Given passage>
--
Step One: Build Flavor
Start with finely chopped garlic, ginger, onion, shallot, herbs, or capers, and honey, soy sauce, or Dijon mustard (which will help emulsify). Season with salt and pepper.
Step Two: Add Acid
A vinaigrette gets its name from vinegar (red- or white-wine, balsamic, or cider vinegar are all good choices), but lemon or lime juice do the trick, too.
Step Three: Pour in Oil
Traditionally, vinaigrettes are 1 part acid to 3 parts oil, but we also like a light, bright 1-to-2 ratio. Use a grassy extra-virgin olive oil for big flavor, or try vegetable, safflower, or light olive oil.
Step Four: Mix It Up
Shake it in a jar, whisk it in a bowl, or whir it up in a blender for a thicker result. Most vinaigrettes can be refrigerated in an airtight container for up to 3 days.
--
[Saved data entries]
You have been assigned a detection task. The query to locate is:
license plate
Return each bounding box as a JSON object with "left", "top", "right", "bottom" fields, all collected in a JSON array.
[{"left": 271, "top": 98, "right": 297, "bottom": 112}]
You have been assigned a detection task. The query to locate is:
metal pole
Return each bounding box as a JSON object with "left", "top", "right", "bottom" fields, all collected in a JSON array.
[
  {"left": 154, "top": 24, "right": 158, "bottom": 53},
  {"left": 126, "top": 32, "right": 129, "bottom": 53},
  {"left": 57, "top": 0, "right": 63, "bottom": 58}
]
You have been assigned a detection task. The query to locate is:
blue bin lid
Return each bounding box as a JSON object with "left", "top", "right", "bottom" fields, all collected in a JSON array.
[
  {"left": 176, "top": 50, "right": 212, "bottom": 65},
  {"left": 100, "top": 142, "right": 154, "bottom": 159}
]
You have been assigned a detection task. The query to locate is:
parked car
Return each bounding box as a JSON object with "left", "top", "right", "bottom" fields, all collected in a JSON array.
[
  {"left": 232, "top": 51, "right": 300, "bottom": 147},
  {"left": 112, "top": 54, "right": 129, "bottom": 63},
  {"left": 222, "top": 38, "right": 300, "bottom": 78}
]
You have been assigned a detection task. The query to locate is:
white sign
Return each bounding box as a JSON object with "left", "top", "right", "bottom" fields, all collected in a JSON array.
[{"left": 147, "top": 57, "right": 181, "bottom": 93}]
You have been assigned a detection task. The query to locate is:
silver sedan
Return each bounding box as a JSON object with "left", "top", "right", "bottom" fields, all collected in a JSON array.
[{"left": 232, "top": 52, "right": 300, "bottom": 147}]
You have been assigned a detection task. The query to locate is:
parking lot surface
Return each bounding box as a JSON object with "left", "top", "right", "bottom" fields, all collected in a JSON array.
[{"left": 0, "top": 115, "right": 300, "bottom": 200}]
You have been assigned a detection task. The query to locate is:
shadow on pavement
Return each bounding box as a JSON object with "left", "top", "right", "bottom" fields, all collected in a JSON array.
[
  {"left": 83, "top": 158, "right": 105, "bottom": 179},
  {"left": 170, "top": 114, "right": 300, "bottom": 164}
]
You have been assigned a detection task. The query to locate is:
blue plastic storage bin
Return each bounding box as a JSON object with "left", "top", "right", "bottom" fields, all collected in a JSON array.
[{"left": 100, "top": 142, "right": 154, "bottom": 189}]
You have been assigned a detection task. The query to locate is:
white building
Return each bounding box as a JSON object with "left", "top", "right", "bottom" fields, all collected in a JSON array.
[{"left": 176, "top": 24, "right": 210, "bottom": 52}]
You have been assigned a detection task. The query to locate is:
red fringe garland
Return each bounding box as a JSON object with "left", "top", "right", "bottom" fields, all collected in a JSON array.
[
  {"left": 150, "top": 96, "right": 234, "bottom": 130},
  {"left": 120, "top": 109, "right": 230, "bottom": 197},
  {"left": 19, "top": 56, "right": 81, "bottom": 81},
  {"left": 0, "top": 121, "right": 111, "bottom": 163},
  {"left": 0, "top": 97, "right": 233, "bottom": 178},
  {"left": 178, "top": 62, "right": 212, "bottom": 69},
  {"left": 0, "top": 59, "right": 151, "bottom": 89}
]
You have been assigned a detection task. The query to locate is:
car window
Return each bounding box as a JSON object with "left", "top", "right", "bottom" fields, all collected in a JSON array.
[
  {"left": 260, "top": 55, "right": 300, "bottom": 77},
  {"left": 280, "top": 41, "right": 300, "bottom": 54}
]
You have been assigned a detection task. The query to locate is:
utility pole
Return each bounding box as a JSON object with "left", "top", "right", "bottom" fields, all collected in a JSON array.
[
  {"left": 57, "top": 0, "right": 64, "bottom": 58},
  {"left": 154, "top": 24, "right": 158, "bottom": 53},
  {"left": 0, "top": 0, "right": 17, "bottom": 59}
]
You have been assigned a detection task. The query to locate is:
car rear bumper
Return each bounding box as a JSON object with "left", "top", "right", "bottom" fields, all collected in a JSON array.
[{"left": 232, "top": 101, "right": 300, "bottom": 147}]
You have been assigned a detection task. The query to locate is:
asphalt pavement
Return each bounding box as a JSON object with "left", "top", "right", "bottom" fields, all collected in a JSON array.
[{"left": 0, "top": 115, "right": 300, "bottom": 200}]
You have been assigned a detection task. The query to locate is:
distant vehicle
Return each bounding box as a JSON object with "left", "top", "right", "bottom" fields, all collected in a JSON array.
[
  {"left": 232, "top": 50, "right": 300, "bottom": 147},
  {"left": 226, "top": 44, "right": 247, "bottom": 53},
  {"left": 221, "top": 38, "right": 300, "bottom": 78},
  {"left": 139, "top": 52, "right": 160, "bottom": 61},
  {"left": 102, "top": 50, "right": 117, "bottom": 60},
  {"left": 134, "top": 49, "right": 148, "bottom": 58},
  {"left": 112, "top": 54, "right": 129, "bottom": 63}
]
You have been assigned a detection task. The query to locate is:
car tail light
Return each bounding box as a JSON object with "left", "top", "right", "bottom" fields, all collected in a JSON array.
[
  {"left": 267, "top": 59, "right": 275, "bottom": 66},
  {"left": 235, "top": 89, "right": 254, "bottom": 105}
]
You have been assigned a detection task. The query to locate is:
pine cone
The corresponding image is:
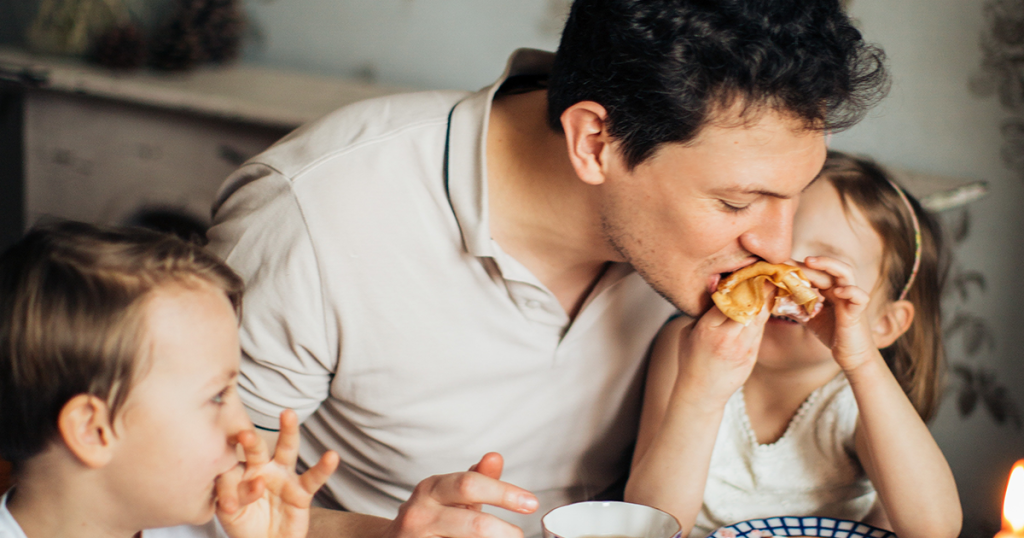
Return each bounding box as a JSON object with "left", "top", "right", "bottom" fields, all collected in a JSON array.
[
  {"left": 196, "top": 0, "right": 245, "bottom": 64},
  {"left": 150, "top": 17, "right": 205, "bottom": 71},
  {"left": 92, "top": 24, "right": 146, "bottom": 70}
]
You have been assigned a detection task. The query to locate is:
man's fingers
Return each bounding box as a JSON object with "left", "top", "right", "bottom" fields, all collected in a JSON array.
[
  {"left": 273, "top": 409, "right": 299, "bottom": 468},
  {"left": 417, "top": 472, "right": 538, "bottom": 513},
  {"left": 239, "top": 429, "right": 270, "bottom": 465},
  {"left": 432, "top": 508, "right": 523, "bottom": 538},
  {"left": 469, "top": 452, "right": 505, "bottom": 480}
]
--
Directions for this task> Reproduce the vinaigrette guide word for word between "Step Four: Mix" and "up to 3 days.", inclusive.

Result>
Step Four: Mix It Up
Shake it in a jar, whisk it in a bowl, or whir it up in a blender for a thicker result. Most vinaigrettes can be refrigerated in an airtight container for up to 3 days.